**Task requirements:** Continue the ant antibiotics study passage from the point where it stops.

**Passage to read:**
########################################

Ants, like humans, deal with disease. To deal with the bacteria that cause some of these diseases, some ants produce their own antibiotics. A new comparative study identified some ant species that make use of powerful antimicrobial agents – but found that 40 percent of ant species tested didn’t appear to produce antibiotics. The study has applications regarding the search for new antibiotics that can be used in humans.
“These findings suggest that ants could be a future source of new antibiotics to help fight human diseases,” says Clint Penick, an assistant research professor at Arizona State University and former postdoctoral researcher at North Carolina State University who is lead author of the study.
“One species we looked at, the thief ant (Solenopsis molesta), had the most powerful antibiotic effect of any species we tested – and until now, no one had even shown that they made use of antimicrobials,” says Adrian Smith, co-author of the paper, an assistant research professor of biological sciences at NC State and head of the NC Museum of Natural Sciences’ Evolutionary Biology & Behavior Research Lab.
For this study, researchers tested the antimicrobial properties associated with 20 ant species. They did this by using a solvent to remove all of the substances on the surface of each ant’s body. The resulting solution was then introduced to a bacterial slurry. The growth of the bacteria in the slurry was then compared to the growth of bacteria in a control group.
If bacteria in a slurry that contained ant solution grew less than the control group, that meant that an antimicrobial agent was at work. For example, the slurry containing thief ant compounds showed no bacterial growth at all.

########################################

**Study material:**
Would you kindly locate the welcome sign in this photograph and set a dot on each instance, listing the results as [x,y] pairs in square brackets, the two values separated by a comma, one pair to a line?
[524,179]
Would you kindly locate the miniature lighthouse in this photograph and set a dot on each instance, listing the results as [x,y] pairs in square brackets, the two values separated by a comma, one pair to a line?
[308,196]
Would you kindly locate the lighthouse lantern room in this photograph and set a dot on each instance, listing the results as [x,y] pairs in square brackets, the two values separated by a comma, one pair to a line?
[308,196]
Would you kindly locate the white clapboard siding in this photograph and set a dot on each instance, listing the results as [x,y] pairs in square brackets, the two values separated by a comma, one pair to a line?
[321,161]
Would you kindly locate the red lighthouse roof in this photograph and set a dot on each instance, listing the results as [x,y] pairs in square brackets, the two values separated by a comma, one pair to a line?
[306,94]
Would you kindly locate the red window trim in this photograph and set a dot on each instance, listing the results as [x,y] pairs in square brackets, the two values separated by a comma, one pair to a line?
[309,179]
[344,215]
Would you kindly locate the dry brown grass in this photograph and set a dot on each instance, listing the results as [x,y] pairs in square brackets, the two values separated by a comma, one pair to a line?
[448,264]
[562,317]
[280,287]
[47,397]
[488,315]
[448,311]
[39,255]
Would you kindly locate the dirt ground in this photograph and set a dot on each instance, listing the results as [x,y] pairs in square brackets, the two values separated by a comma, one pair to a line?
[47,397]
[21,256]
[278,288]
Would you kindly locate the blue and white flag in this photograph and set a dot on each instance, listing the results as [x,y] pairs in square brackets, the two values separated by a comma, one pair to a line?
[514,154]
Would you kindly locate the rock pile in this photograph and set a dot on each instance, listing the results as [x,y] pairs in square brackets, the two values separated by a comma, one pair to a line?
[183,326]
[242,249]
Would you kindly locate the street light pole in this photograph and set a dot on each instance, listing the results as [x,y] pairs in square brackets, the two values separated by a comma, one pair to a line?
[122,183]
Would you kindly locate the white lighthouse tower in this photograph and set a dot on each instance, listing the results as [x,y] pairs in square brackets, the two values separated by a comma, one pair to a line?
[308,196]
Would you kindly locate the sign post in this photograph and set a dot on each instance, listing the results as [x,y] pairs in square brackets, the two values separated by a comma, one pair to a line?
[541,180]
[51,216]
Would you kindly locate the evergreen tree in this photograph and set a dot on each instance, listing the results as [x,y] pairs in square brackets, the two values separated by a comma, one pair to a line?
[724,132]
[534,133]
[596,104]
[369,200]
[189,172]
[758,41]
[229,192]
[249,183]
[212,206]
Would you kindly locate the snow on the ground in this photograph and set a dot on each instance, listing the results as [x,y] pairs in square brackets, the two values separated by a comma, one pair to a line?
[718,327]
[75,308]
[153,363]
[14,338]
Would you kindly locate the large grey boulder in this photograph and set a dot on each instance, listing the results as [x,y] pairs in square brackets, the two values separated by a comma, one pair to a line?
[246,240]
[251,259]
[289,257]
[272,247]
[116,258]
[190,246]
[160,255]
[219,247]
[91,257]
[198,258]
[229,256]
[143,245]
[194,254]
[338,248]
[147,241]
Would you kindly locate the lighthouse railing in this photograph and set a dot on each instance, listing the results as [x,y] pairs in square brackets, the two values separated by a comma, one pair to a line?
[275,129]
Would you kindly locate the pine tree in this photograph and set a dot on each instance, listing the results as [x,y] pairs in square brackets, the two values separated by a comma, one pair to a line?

########################################

**Reply to the task:**
The researchers found that 12 of the 20 ant species had some sort of antimicrobial agent on their exoskeletons – including some species, like the thief ant, that hadn’t previously been shown to do so. But eight of the ant species seemed not to make use of antibiotics at all. Or, at least, any antimicrobials on their exoskeletons were ineffective against the bacteria used in the study.
“Finding a species that carries a powerful antimicrobial agent is good news for those interested in finding new antibiotic agents that can help humans,” Smith says. “But the fact that so many ant species appear to have little or no chemical defense against microbial pathogens is also important.”
That’s because the conventional wisdom has long been that most, if not all, ant species carry antimicrobial agents. But this work indicates that the conventional wisdom is wrong.
“We thought every ant species would produce at least some type of antimicrobial,” Penick says. “Instead, it seems like many species have found alternative ways to prevent infection that do not rely on antimicrobial chemicals.”
“The fact that not all ants use antimicrobials highlights the importance of refining our search for species that actually do hold promise for biomedical research,” Smith says.
“For example, the thief ant is closely related to the red imported fire ant (Solenopsis invicta), which is well known for the antimicrobial properties of its venom. But in our study, we found that the thief ant was even more effective against bacteria than the fire ant. There may be other species in the same genus that are worth studying for their antimicrobial potency.”
The researchers caution that this study is a first step, and that this study does have limitations. For example, the researchers used only one bacterial agent in their tests, meaning it is not clear how each species would fare against other bacteria.
“Next steps include testing ant species against other bacteria; determining what substances are producing the antibiotic effects – and whether ants produce them or obtain them elsewhere; and exploring what alternative strategies ants use to defend against bacterial pathogens,” Smith says.
The paper, “External immunity in ant societies: sociality and colony size do not predict investment in antimicrobials,” is published in the journal Royal Society Open Science. Co-authors include Omar Halawani, a graduate student at NC State; Bria Pearson, a former undergraduate at NC State; Stephanie Mathews, a former postdoctoral researcher at NC State who is now on faculty at Campbell University; and Margarita López-Uribe, a former postdoctoral researcher at NC State who is now on faculty at Penn State University.
The work was done with funding from the Triangle Center for Evolutionary Medicine and the National Science Foundation under grants 1523817, 0953390 and 1319293.